Your goal → Identify every line in the records below that contains the string "gray", matching case exactly, and copy each of those lines.

○ ○ ○ ○ ○ ○ ○

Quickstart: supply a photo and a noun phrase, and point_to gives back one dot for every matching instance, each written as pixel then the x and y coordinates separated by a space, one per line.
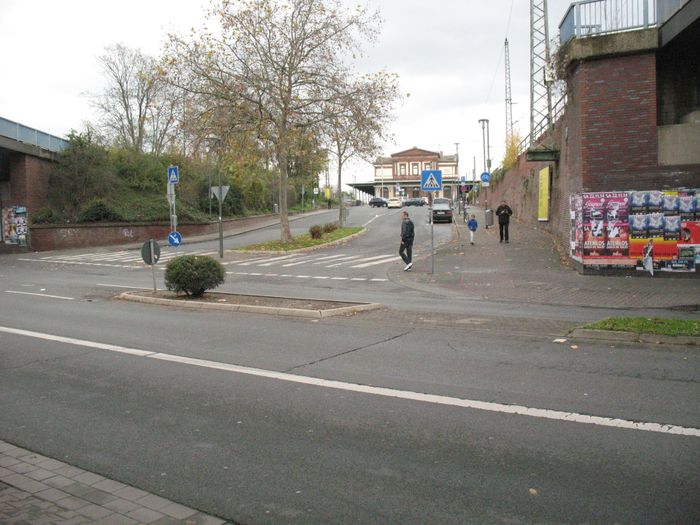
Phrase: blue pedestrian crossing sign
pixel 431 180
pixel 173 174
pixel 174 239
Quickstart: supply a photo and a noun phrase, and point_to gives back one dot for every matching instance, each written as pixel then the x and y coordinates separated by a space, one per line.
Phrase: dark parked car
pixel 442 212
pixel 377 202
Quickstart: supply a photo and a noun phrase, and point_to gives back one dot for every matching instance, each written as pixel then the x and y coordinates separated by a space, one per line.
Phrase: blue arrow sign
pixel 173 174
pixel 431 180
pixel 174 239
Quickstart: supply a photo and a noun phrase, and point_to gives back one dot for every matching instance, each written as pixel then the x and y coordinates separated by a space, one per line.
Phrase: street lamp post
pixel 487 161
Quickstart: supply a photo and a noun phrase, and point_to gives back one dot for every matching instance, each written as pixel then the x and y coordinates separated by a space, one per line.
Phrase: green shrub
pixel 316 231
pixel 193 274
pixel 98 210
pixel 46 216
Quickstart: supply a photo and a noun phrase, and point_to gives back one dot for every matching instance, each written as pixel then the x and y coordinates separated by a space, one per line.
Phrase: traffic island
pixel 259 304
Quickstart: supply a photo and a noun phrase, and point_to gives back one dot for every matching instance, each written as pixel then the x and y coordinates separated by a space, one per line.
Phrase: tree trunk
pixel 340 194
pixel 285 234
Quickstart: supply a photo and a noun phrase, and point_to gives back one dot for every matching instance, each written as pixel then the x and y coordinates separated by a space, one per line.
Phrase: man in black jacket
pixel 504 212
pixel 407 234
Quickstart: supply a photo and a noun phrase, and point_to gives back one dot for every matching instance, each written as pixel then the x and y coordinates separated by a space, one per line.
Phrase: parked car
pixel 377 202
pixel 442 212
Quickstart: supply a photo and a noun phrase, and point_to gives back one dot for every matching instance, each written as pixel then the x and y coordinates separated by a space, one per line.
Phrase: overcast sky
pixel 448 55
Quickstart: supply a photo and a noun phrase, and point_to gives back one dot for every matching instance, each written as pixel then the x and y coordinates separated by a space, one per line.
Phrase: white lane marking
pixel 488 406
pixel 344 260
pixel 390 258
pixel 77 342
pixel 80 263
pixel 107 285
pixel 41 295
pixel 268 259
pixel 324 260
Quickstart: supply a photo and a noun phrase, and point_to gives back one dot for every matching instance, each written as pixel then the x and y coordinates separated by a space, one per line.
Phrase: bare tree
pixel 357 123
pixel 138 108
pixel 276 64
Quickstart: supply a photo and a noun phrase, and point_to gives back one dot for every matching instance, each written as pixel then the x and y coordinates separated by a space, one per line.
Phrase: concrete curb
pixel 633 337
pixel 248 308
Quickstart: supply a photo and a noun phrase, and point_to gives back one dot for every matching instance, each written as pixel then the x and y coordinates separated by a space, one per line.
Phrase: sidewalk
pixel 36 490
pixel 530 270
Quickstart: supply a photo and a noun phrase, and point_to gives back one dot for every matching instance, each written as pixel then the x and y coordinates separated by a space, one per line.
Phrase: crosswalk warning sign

○ ○ ○ ○ ○ ○ ○

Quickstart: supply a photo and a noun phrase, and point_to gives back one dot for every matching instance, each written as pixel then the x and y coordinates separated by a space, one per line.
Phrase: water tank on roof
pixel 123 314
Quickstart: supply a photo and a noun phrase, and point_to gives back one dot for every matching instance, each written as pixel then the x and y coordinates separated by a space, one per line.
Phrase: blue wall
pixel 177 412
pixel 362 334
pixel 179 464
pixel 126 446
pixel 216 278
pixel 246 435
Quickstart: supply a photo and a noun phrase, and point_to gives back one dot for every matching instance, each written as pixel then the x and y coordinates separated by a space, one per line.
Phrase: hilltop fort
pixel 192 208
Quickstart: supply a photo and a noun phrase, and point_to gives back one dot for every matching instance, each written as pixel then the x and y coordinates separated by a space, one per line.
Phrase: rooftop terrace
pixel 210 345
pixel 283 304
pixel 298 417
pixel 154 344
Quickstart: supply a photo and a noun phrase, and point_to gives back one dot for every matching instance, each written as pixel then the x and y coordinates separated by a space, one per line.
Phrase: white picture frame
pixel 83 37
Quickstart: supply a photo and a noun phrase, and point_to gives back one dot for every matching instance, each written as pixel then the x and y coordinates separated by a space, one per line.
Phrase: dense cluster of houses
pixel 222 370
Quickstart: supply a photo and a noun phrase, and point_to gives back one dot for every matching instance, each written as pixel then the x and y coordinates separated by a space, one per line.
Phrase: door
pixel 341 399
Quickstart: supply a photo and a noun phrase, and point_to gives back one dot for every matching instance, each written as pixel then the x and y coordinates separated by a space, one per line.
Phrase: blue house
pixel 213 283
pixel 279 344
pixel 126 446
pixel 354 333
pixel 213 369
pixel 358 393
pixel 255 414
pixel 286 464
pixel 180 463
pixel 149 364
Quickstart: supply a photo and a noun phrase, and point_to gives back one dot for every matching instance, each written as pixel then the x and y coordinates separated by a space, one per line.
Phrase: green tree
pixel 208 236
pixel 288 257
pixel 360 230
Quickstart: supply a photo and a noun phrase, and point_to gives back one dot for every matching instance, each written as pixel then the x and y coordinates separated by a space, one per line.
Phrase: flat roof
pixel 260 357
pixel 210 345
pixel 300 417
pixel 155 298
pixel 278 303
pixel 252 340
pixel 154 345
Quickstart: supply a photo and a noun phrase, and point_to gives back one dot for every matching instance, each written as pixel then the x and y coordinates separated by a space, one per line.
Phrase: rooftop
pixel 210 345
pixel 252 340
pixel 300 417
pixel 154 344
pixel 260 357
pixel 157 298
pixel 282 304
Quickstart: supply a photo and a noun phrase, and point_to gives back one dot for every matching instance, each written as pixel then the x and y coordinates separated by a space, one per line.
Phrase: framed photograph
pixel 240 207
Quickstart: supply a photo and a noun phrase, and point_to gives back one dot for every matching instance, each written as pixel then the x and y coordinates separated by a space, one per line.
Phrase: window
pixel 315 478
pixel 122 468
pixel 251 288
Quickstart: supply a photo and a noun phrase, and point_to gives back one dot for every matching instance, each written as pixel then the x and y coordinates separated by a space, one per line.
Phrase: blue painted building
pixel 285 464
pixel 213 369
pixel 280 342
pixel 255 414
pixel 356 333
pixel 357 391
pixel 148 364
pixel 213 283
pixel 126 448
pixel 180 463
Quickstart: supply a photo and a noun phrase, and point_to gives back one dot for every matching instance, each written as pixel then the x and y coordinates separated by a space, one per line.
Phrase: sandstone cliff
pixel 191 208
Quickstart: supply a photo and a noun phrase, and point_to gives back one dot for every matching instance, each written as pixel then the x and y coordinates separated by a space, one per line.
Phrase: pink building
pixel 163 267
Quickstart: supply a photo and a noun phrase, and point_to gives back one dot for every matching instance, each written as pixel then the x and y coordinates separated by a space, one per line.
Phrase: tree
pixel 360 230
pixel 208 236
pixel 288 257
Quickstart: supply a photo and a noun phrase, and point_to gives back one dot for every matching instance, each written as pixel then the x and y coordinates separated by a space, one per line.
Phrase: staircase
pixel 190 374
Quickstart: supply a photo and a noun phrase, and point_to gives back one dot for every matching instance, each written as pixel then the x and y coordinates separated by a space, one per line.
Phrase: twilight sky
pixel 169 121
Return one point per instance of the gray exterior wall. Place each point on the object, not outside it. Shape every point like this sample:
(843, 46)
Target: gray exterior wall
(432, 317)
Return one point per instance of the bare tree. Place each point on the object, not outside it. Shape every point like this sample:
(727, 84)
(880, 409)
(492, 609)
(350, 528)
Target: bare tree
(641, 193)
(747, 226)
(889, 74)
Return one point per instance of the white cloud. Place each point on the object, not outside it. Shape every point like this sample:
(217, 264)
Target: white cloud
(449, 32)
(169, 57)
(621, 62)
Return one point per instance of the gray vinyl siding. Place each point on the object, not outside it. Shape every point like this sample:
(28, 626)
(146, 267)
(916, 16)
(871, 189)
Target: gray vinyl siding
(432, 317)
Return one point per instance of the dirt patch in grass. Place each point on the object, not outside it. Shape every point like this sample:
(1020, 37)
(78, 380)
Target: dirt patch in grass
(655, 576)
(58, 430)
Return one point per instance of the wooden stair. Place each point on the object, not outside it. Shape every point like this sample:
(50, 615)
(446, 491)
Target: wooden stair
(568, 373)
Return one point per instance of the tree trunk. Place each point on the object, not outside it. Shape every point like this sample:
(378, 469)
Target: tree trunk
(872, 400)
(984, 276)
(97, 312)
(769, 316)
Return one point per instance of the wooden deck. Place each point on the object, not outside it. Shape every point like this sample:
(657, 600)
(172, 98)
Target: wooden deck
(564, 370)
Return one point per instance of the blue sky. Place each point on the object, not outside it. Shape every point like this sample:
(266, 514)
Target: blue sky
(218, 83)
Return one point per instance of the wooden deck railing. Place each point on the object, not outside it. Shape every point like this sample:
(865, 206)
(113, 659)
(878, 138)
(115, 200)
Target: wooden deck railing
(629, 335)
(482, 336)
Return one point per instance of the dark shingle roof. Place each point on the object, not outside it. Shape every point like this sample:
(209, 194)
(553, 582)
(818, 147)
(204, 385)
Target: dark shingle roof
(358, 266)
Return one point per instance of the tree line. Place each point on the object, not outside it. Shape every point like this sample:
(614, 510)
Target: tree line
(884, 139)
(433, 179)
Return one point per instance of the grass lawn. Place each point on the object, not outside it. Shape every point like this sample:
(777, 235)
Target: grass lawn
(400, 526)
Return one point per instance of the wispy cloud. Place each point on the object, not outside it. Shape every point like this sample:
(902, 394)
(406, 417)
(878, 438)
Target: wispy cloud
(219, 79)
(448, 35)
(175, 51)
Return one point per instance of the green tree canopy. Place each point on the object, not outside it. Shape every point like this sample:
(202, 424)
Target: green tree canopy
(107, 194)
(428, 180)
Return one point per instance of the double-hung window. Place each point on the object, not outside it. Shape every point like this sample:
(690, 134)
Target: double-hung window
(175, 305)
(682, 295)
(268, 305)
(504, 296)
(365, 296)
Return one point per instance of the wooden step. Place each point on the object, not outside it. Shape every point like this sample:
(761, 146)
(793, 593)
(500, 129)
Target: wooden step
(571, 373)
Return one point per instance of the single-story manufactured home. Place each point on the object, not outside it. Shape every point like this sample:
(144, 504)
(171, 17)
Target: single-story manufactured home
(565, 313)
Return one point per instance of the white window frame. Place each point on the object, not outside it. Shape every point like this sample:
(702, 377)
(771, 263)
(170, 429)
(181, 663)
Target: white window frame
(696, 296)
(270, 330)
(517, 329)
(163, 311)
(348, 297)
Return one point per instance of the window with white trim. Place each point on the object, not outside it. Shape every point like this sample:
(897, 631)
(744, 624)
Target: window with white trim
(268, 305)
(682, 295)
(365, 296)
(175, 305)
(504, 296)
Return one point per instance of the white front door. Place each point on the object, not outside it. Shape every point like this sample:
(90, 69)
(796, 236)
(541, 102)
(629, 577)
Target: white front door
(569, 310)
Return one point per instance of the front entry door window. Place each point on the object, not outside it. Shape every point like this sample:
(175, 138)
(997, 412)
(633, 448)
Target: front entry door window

○ ○ ○ ○ ○ ○ ○

Correct answer →
Return one point per instance of the gray exterior wall. Place each point on the object, not outside it. Shape every point like this sample:
Target: gray exterior wall
Return one point per instance of the gray vinyl siding. Place each point on the object, not outside it. Shape every point like this sample:
Target: gray vinyl siding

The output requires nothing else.